Problem to work on: Give every entry again, exactly.

--- Raw data Enclosed Below ---

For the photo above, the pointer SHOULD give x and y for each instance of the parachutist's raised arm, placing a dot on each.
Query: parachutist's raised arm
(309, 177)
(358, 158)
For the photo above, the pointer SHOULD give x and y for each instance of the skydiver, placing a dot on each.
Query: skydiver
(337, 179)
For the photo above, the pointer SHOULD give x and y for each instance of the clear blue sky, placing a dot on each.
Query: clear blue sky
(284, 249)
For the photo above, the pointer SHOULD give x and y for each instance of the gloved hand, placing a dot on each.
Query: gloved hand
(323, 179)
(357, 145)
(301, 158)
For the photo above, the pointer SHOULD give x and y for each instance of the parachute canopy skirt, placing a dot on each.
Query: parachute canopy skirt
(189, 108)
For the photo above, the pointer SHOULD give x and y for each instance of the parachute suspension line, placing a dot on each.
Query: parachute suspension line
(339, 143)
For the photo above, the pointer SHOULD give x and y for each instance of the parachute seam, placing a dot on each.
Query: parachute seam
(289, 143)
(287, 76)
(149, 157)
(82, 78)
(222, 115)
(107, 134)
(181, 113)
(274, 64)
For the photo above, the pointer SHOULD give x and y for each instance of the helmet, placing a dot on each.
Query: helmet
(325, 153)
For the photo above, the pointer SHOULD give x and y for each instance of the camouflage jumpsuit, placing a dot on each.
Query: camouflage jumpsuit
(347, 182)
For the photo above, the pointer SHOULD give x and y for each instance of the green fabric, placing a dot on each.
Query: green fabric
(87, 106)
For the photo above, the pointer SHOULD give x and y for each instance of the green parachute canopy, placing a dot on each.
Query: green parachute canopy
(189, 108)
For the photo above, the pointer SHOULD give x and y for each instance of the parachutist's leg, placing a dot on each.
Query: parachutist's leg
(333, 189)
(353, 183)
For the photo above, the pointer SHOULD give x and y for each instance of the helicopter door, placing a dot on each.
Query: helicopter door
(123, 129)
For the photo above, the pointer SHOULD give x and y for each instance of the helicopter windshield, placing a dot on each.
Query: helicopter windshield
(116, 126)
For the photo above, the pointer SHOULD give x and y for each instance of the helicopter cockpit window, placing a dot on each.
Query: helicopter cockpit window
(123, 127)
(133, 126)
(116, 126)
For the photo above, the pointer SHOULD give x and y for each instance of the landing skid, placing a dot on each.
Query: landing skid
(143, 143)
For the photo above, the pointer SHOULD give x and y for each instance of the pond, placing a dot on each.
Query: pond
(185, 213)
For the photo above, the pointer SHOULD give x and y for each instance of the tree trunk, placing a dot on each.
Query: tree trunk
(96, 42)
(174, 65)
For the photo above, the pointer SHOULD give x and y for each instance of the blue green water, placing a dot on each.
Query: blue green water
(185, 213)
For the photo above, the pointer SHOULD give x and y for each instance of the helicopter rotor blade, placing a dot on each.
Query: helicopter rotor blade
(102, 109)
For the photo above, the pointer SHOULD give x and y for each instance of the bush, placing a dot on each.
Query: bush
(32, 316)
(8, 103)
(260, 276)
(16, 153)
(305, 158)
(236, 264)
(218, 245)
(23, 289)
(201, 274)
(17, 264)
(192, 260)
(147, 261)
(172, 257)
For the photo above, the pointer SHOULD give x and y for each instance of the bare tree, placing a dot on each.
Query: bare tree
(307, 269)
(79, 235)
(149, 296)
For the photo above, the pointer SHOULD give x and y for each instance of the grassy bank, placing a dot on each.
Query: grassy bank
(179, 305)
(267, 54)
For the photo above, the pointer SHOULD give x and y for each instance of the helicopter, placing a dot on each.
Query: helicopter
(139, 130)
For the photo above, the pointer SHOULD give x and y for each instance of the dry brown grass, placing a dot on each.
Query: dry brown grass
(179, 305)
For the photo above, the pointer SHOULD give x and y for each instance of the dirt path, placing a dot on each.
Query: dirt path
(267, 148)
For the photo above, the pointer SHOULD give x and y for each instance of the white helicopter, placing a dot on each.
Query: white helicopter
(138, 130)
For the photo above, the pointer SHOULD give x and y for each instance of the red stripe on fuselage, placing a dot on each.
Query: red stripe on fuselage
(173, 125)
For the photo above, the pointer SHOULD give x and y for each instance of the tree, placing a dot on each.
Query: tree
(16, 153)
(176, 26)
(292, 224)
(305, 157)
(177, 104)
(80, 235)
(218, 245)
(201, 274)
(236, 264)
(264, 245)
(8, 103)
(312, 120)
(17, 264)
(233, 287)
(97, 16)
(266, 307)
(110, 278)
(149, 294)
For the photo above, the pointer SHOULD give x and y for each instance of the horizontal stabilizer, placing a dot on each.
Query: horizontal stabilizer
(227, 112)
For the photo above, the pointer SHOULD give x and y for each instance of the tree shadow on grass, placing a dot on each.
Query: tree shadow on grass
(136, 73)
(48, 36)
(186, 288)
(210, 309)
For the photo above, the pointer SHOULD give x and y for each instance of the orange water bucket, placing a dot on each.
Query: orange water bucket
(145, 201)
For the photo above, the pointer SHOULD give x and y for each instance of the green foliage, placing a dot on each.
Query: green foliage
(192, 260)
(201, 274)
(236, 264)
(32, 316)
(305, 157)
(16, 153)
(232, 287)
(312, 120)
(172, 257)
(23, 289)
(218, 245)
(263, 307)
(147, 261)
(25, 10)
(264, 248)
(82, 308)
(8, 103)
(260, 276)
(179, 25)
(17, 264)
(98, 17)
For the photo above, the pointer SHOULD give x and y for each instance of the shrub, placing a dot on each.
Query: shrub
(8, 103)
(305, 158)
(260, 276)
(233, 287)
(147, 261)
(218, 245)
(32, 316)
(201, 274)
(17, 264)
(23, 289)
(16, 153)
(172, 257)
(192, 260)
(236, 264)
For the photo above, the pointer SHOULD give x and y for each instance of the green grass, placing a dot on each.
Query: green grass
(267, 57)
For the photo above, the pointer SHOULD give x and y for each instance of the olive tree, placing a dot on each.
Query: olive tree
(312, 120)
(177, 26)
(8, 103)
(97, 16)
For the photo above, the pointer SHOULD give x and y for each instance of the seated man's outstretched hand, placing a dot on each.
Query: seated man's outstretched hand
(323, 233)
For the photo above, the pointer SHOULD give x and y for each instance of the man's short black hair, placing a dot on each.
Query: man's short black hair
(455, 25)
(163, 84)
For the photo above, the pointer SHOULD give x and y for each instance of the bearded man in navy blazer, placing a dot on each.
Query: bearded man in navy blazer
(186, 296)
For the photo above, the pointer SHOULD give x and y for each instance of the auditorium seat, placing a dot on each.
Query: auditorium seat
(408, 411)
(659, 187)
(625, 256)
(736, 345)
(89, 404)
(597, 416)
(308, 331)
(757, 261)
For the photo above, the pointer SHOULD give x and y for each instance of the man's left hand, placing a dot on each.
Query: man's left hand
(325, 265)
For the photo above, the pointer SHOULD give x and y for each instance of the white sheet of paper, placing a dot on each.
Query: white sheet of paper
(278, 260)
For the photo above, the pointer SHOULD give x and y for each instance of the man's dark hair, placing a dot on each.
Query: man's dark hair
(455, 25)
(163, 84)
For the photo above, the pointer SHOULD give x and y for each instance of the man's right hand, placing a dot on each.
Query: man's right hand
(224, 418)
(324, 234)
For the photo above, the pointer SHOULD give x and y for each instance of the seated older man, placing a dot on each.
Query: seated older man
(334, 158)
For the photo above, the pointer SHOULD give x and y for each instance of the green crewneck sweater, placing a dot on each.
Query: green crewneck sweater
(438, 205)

--- End of Enclosed Raw data ---

Written answer:
For the photo above, the pointer SHOULD give x and y for each instance of the parachutist's raised arm, placing a dot on each.
Query: parachutist's raised arm
(309, 177)
(358, 158)
For the photo above, the pointer SHOULD give x and y for each instance of the skydiver, placing a dot on each.
Query: skydiver
(337, 179)
For the photo above, the pointer SHOULD give x and y for each instance of the clear blue sky, placing a dot on each.
Query: clear blue sky
(284, 249)
For the photo above, the pointer SHOULD give x and y for each instance of the gloved hand, placing a dot on each.
Query: gloved hand
(323, 179)
(357, 145)
(301, 158)
For the photo above, the pointer SHOULD give x and y for each instance of the parachute canopy skirt, placing a dot on each.
Query: parachute canopy skirt
(189, 108)
For the photo above, the pointer SHOULD give x and y for each instance of the parachute suspension line, placing a dot on each.
Query: parachute suspension line
(339, 143)
For the photo above, the pointer SHOULD give x and y for each instance of the parachute seam, placing a dot on each.
Query: parachute seam
(289, 143)
(287, 76)
(149, 157)
(82, 78)
(222, 115)
(107, 134)
(181, 113)
(274, 64)
For the photo above, the pointer SHOULD give x and y for each instance of the helmet, placing a dot on each.
Query: helmet
(325, 153)
For the photo above, the pointer SHOULD give x and y for each instance of the camouflage jumpsuit, placing a dot on each.
Query: camouflage jumpsuit
(347, 182)
For the photo above, the pointer SHOULD give x and y for each instance of the green fabric, placing a dot on each.
Query: green fabric
(87, 106)
For the photo above, the pointer SHOULD give x and y for each instance of the green parachute canopy, placing a dot on each.
Query: green parachute canopy
(189, 108)
For the photo above, the pointer SHOULD give x and y for each instance of the parachutist's leg, placing a dot on each.
Query: parachutist's leg
(333, 189)
(353, 183)
For the photo above, the pointer SHOULD give x and y for each instance of the helicopter door, placing a dot on each.
Query: helicopter door
(123, 129)
For the photo above, the pointer SHOULD give x and y for each instance of the helicopter windshield, placing a dot on each.
Query: helicopter windshield
(116, 126)
For the photo above, the pointer SHOULD give x and y for each instance of the helicopter cockpit window, placing a dot on each.
Query: helicopter cockpit window
(123, 127)
(133, 126)
(116, 126)
For the photo above, the pointer SHOULD give x and y for each instance of the landing skid, placing a dot on each.
Query: landing skid
(143, 143)
For the photo above, the pointer SHOULD give x and y for each instance of the pond, placing a dot on each.
Query: pond
(185, 213)
For the photo above, the pointer SHOULD give x and y for each instance of the tree trunk, placing a dot on each.
Query: tree trunk
(96, 42)
(174, 65)
For the photo above, the pointer SHOULD give x and y for each instance of the blue green water, placing a dot on each.
Query: blue green water
(185, 213)
For the photo above, the pointer SHOULD give x and y for each instance of the helicopter rotor blade, placing a dot on each.
Query: helicopter rotor blade
(102, 109)
For the photo above, the pointer SHOULD give x and y for each instance of the bush, placing a dot on each.
Query: bush
(32, 316)
(8, 103)
(260, 276)
(16, 153)
(305, 158)
(236, 264)
(218, 245)
(23, 289)
(201, 274)
(17, 264)
(192, 260)
(147, 261)
(172, 257)
For the photo above, the pointer SHOULD give x and y for each instance of the bare tree, placing a dot on each.
Query: bare tree
(307, 269)
(79, 235)
(149, 296)
For the photo above, the pointer SHOULD give x and y for each instance of the grassy bank, placing a dot on each.
Query: grassy bank
(179, 305)
(267, 54)
For the photo above, the pointer SHOULD give x and y for each instance of the helicopter, placing a dot on each.
Query: helicopter
(139, 130)
For the photo above, the pointer SHOULD give x and y for each instance of the dry brown grass, placing a dot on each.
Query: dry brown grass
(179, 305)
For the photo above, the pointer SHOULD give x and y for each instance of the dirt path, placing a dot on each.
Query: dirt path
(267, 148)
For the photo above, the pointer SHOULD give x and y for each instance of the white helicopter, placing a dot on each.
Query: white helicopter
(138, 130)
For the photo above, the pointer SHOULD give x and y for each instance of the red stripe on fuselage, placing a dot on each.
Query: red stripe on fuselage
(173, 125)
For the photo above, the pointer SHOULD give x and y for each instance of the tree, placing a dot on each.
Query: tree
(16, 153)
(176, 26)
(292, 224)
(305, 157)
(177, 104)
(80, 235)
(218, 245)
(201, 274)
(236, 264)
(264, 245)
(8, 103)
(312, 120)
(17, 264)
(233, 287)
(97, 16)
(266, 307)
(110, 278)
(149, 294)
For the photo above, the pointer SHOULD give x and y for each instance of the horizontal stabilizer, placing a dot on each.
Query: horizontal stabilizer
(227, 112)
For the photo above, the pointer SHOULD give x and y for each instance of the tree shadow on grass, placing a dot on each.
Query: tree shadow on grass
(136, 73)
(48, 36)
(186, 288)
(210, 309)
For the photo above, the pointer SHOULD give x and y for each instance of the orange water bucket, placing a dot on each.
Query: orange water bucket
(145, 201)
For the photo above, the pointer SHOULD give x and y for each instance of the green foliage, placing a dot on each.
Query: green foliage
(192, 260)
(201, 274)
(236, 264)
(32, 316)
(305, 157)
(16, 153)
(232, 287)
(312, 120)
(172, 257)
(23, 289)
(218, 245)
(263, 307)
(147, 261)
(25, 10)
(264, 248)
(82, 308)
(8, 103)
(260, 276)
(179, 25)
(17, 264)
(98, 17)
For the photo above, the pointer SHOULD give x and y for each instance of the shrub, placing a dot on each.
Query: shrub
(8, 103)
(305, 158)
(260, 276)
(233, 287)
(147, 261)
(218, 245)
(32, 316)
(201, 274)
(17, 264)
(23, 289)
(16, 153)
(172, 257)
(192, 260)
(236, 264)
For the photo above, the pointer SHOULD give x and y for each instance of the green grass, placing a dot on each.
Query: green grass
(267, 57)
For the photo above, the pointer SHOULD give x and y for each instance of the olive tree, placing a dot on each.
Query: olive tree
(312, 120)
(177, 26)
(8, 103)
(97, 16)
For the photo above, the pointer SHOULD give x and y for each instance of the seated man's outstretched hand, placing a dot on each.
Query: seated man's outstretched hand
(323, 233)
For the photo above, the pointer SHOULD give x and y for each instance of the man's short black hair, placing a dot on each.
Query: man's short black hair
(455, 25)
(163, 84)
For the photo above, the pointer SHOULD give x and y for each instance of the bearded man in navy blazer, placing a dot on each.
Query: bearded man in navy blazer
(186, 296)
For the photo above, the pointer SHOULD give x and y for each instance of the auditorium seat, placing a dot on each.
Query: auditorium seat
(408, 411)
(659, 187)
(625, 256)
(736, 345)
(89, 404)
(597, 416)
(308, 331)
(757, 261)
For the photo above, the pointer SHOULD give x and y for each instance of the man's left hand, placing a dot on each.
Query: man's left hand
(325, 265)
For the photo above, the pointer SHOULD give x and y for each instance of the white sheet of paper, placing a dot on each.
Query: white sheet of paper
(278, 260)
For the photo above, the pointer SHOULD give x and y for each instance of the man's dark hair, placing a dot on each.
Query: man's dark hair
(455, 25)
(163, 84)
For the photo above, the pointer SHOULD give x and y for each instance of the man's right hand, placing a dot on each.
Query: man's right hand
(224, 418)
(324, 234)
For the photo above, the pointer SHOULD give x and y for each instance of the seated older man, placing a dot on each.
Query: seated older man
(334, 158)
For the photo above, the pointer SHOULD give x and y for each instance of the green crewneck sweater, placing a dot on each.
Query: green crewneck sweater
(438, 205)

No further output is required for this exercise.